## Stated goal
Return each of the following records verbatim, reproducing every line without alteration.

## Supplied information
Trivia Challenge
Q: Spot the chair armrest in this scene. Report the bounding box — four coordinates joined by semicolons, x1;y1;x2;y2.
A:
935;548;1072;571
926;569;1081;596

## Reply
Trivia Challenge
Q: Spot the chair armrest in this scene. Report the bounding box — four coordinates joined by semicolons, x1;y1;x2;y2.
A:
935;548;1072;571
926;569;1081;596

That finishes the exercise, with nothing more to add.